__WHAT YOU HAVE TO DO__
Repeat exactly, and only, the lines from the one holding "task: segment the rice paddy field" through the last line of the records below.

__TASK INPUT__
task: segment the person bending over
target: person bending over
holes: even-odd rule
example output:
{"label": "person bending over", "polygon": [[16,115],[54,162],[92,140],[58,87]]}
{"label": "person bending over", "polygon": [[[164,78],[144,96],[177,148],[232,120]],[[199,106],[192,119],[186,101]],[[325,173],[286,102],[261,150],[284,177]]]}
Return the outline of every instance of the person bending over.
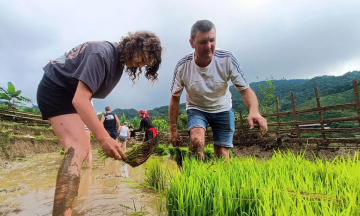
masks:
{"label": "person bending over", "polygon": [[238,60],[230,51],[215,49],[215,25],[209,20],[197,21],[191,28],[189,42],[194,52],[178,61],[170,88],[169,141],[175,146],[179,140],[179,101],[185,88],[190,150],[204,160],[205,130],[209,124],[215,155],[229,158],[235,120],[228,82],[231,81],[240,92],[249,111],[250,127],[258,123],[263,135],[267,131],[266,119],[260,115],[257,97],[246,82]]}
{"label": "person bending over", "polygon": [[99,141],[106,155],[121,160],[126,155],[100,123],[92,98],[105,98],[125,71],[135,82],[145,68],[145,77],[158,79],[162,47],[152,32],[138,31],[119,43],[89,41],[72,48],[43,68],[37,90],[42,118],[51,126],[65,149],[57,174],[53,215],[71,215],[80,182],[81,164],[89,152],[84,124]]}
{"label": "person bending over", "polygon": [[111,112],[111,108],[109,106],[105,107],[105,114],[101,116],[100,121],[111,138],[117,140],[119,135],[118,131],[120,130],[120,121],[117,115]]}
{"label": "person bending over", "polygon": [[120,146],[123,151],[126,150],[126,141],[128,139],[130,140],[130,131],[127,126],[128,126],[127,122],[124,122],[124,124],[122,126],[120,126],[120,130],[119,130],[120,131],[119,132],[119,141],[120,141]]}
{"label": "person bending over", "polygon": [[140,127],[138,129],[134,129],[135,132],[140,132],[142,130],[145,131],[145,137],[143,142],[146,142],[148,140],[151,140],[153,137],[156,136],[157,130],[152,124],[152,121],[150,119],[150,116],[146,113],[145,110],[139,111],[139,118],[141,118]]}

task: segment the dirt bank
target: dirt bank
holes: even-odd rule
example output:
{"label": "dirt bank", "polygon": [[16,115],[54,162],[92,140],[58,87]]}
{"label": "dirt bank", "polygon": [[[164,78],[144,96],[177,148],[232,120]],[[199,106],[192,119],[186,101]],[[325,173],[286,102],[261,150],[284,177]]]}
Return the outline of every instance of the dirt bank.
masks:
{"label": "dirt bank", "polygon": [[[104,164],[96,151],[93,155],[93,168],[82,168],[73,216],[157,215],[158,195],[133,183],[142,182],[142,167],[112,159]],[[51,215],[62,158],[59,153],[46,153],[9,162],[11,167],[0,171],[0,215]]]}

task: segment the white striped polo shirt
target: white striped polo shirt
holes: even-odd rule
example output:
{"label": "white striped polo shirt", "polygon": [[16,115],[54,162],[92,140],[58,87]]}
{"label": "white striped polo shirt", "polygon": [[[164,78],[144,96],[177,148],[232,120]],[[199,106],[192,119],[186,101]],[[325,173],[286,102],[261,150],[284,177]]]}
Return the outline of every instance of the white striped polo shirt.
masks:
{"label": "white striped polo shirt", "polygon": [[174,70],[170,92],[181,96],[185,87],[186,109],[208,113],[228,111],[232,108],[229,81],[238,91],[249,88],[235,56],[226,50],[215,50],[210,64],[199,67],[192,52],[181,58]]}

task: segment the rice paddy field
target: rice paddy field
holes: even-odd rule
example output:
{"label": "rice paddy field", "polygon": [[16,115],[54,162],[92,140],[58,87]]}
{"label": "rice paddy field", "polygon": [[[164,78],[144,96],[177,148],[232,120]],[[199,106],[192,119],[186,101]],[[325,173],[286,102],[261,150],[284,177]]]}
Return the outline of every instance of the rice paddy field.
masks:
{"label": "rice paddy field", "polygon": [[183,165],[151,157],[144,166],[165,215],[360,215],[358,152],[346,160],[310,161],[289,151]]}

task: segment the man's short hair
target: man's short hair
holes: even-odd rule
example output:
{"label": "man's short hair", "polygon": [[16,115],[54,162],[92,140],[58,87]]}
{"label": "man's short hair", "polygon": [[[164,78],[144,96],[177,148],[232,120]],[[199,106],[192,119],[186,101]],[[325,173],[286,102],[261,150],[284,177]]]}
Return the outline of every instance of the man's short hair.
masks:
{"label": "man's short hair", "polygon": [[213,29],[213,28],[216,30],[214,23],[212,23],[211,21],[209,21],[209,20],[198,20],[191,27],[190,38],[195,40],[196,32],[198,32],[198,31],[200,31],[200,32],[208,32],[208,31],[211,31],[211,29]]}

__ANSWER TO THE TASK__
task: segment the rice paddy field
target: rice paddy field
holes: even-odd rule
example output:
{"label": "rice paddy field", "polygon": [[16,115],[54,162],[92,140],[58,87]]}
{"label": "rice paddy field", "polygon": [[[164,78],[144,96],[177,148],[232,120]],[[199,106],[192,119],[186,101]],[[325,173],[286,102],[261,150],[284,177]]]}
Return the outline of every instance of the rice paddy field.
masks:
{"label": "rice paddy field", "polygon": [[183,165],[151,157],[144,166],[165,215],[360,215],[358,152],[346,160],[310,161],[289,151]]}

task: segment the man's short hair
target: man's short hair
holes: even-odd rule
example output:
{"label": "man's short hair", "polygon": [[16,115],[54,162],[92,140],[58,87]]}
{"label": "man's short hair", "polygon": [[[164,78],[144,96],[177,148],[232,120]],[[199,106],[192,119],[186,101]],[[325,173],[286,102],[261,150],[284,177]]]}
Return the outline of every instance of the man's short hair.
masks:
{"label": "man's short hair", "polygon": [[213,29],[213,28],[216,30],[214,23],[212,23],[211,21],[209,21],[209,20],[198,20],[191,27],[190,38],[195,40],[196,32],[198,32],[198,31],[200,31],[200,32],[208,32],[208,31],[211,31],[211,29]]}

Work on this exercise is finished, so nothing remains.